**Trecho:**
* * * * *
Ao ascender à razão e à linguagem, fugindo da escravidão de sua biologia, desenvolvendo a percepção de si mesmo e inserido numa existência que lhe proporciona lições do passado e projeções para o futuro, o homem se separa inexoravelmente do jugo da natureza. Essa cisão, retratada na expulsão do paraíso, retira o homem da segurança do mundo natural e o joga desnudo no mundo em que, deixando de ser objeto da natureza, torna-se sujeito. Nessa travessia passa a mudar os fluxos naturais e seu equilíbrio dinâmico para, desta forma, produzir um meio ambiente que o beneficie, mesmo que em detrimento das outras espécies animais e vegetais. A história da espécie humana é contada pelo enfrentamento com a natureza próxima, a mesma que, ao mesmo tempo em que lhe produz medo, oferece os recursos para a sua subsistência.

Por certo que ao produzir as tecnologias para a modificação ostensiva da natureza, a quebra do equilíbrio produzido por milhões de anos de adaptação seria inevitável. Muitas espécies animais foram extintas pela ação direta do homem, como os mamutes na Europa e os tigres de dente de sabre na América Latina, já no pleistoceno. A domesticação de plantas também produziu o desaparecimento de espécies silvestres, gerando desequilíbrios em função da rede intrincada de interdependências entre as espécies que delas se alimentavam, resultados inevitáveis da ação predatória da nossa espécie sobre todas as outras.

A degradação ambiental se refere ao esgotamento ou extermínio de um recurso potencialmente renovável – como as águas, o solo ou o ar ambiente – pelo uso humano em uma velocidade superior à sua capacidade de regeneração. Este abuso dos recursos naturais pode ser de tal intensidade que é capaz impedir a possibilidade de renovação, até mesmo ao ponto da extinção de espécies silvestres, destruição de rios ou até mares.
* * * * *
**Instruções:**
(a) Traduza para o inglês a seguinte frase do trecho: "Muitas espécies animais foram extintas pela ação direta do homem, como os mamutes na Europa e os tigres de dente de sabre na América Latina, já no pleistoceno."
(b) Reproduza sem alterações a parte do trecho que vai de "A degradação ambiental" a "ou até mares.".

**Dados apresentados:**
* * * * *
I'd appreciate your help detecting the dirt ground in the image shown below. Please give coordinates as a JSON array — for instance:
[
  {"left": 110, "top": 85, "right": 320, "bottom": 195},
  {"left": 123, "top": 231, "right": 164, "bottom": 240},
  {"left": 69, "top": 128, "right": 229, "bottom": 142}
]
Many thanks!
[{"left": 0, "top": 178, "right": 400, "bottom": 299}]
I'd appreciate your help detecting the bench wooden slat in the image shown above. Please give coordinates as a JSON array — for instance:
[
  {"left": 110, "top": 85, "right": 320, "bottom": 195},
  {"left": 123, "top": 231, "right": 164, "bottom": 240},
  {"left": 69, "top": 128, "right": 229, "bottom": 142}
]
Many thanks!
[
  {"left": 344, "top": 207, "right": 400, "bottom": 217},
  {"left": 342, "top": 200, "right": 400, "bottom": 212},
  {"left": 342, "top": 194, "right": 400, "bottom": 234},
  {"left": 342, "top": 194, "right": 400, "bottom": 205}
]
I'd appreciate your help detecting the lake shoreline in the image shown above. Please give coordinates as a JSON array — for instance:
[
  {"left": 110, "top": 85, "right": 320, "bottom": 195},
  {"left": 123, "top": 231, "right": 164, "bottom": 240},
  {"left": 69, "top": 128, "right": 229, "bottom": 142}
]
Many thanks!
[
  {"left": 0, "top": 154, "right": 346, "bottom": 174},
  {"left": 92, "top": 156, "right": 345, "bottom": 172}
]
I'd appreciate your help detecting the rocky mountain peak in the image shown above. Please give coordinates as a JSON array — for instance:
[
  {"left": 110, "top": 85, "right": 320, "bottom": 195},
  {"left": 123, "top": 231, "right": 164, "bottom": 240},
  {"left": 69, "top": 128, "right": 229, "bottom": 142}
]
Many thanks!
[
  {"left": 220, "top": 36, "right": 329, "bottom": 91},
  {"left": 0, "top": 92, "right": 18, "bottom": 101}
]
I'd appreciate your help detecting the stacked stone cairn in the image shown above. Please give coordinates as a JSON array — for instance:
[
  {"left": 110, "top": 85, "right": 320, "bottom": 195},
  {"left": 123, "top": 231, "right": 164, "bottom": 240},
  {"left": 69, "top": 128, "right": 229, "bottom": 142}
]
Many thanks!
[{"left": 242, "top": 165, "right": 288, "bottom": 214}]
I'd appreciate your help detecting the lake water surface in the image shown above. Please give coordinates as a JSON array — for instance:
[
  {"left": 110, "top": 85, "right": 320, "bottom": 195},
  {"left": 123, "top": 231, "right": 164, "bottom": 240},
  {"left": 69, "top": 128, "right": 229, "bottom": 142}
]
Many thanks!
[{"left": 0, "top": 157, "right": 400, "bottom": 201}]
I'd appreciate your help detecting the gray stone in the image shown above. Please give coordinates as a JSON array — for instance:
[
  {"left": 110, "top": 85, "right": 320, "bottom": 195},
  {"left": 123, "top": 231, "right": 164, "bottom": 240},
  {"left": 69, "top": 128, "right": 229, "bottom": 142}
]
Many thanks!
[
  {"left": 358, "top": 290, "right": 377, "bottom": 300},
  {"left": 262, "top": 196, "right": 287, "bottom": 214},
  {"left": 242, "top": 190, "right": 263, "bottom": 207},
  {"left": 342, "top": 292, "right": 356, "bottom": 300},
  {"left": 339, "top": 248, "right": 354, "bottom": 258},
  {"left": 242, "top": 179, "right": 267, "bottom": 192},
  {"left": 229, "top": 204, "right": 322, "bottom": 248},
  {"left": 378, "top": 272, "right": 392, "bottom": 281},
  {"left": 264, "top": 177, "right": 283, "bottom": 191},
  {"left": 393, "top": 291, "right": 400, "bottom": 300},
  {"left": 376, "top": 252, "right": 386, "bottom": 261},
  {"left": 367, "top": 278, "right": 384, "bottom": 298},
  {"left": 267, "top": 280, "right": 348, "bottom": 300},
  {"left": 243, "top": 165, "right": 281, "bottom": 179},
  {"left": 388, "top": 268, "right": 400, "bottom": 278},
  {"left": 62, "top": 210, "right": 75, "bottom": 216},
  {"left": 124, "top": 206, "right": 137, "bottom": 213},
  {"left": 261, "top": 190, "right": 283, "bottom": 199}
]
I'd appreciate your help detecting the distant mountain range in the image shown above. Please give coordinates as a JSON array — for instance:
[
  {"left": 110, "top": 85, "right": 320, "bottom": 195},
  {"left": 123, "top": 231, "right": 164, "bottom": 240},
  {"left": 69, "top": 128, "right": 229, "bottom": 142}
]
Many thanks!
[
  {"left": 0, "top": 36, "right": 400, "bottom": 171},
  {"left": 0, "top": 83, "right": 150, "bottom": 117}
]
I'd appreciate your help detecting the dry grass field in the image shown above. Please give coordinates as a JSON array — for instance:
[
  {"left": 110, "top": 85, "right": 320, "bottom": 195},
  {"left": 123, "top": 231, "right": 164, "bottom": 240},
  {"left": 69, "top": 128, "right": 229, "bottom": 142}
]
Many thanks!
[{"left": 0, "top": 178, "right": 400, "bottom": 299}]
* * * * *
**Respostas:**
(a) Many animal species were driven extinct by direct human action, such as the mammoths in Europe and the saber-toothed tigers in Latin America, as early as the Pleistocene.

(b)
A degradação ambiental se refere ao esgotamento ou extermínio de um recurso potencialmente renovável – como as águas, o solo ou o ar ambiente – pelo uso humano em uma velocidade superior à sua capacidade de regeneração. Este abuso dos recursos naturais pode ser de tal intensidade que é capaz impedir a possibilidade de renovação, até mesmo ao ponto da extinção de espécies silvestres, destruição de rios ou até mares.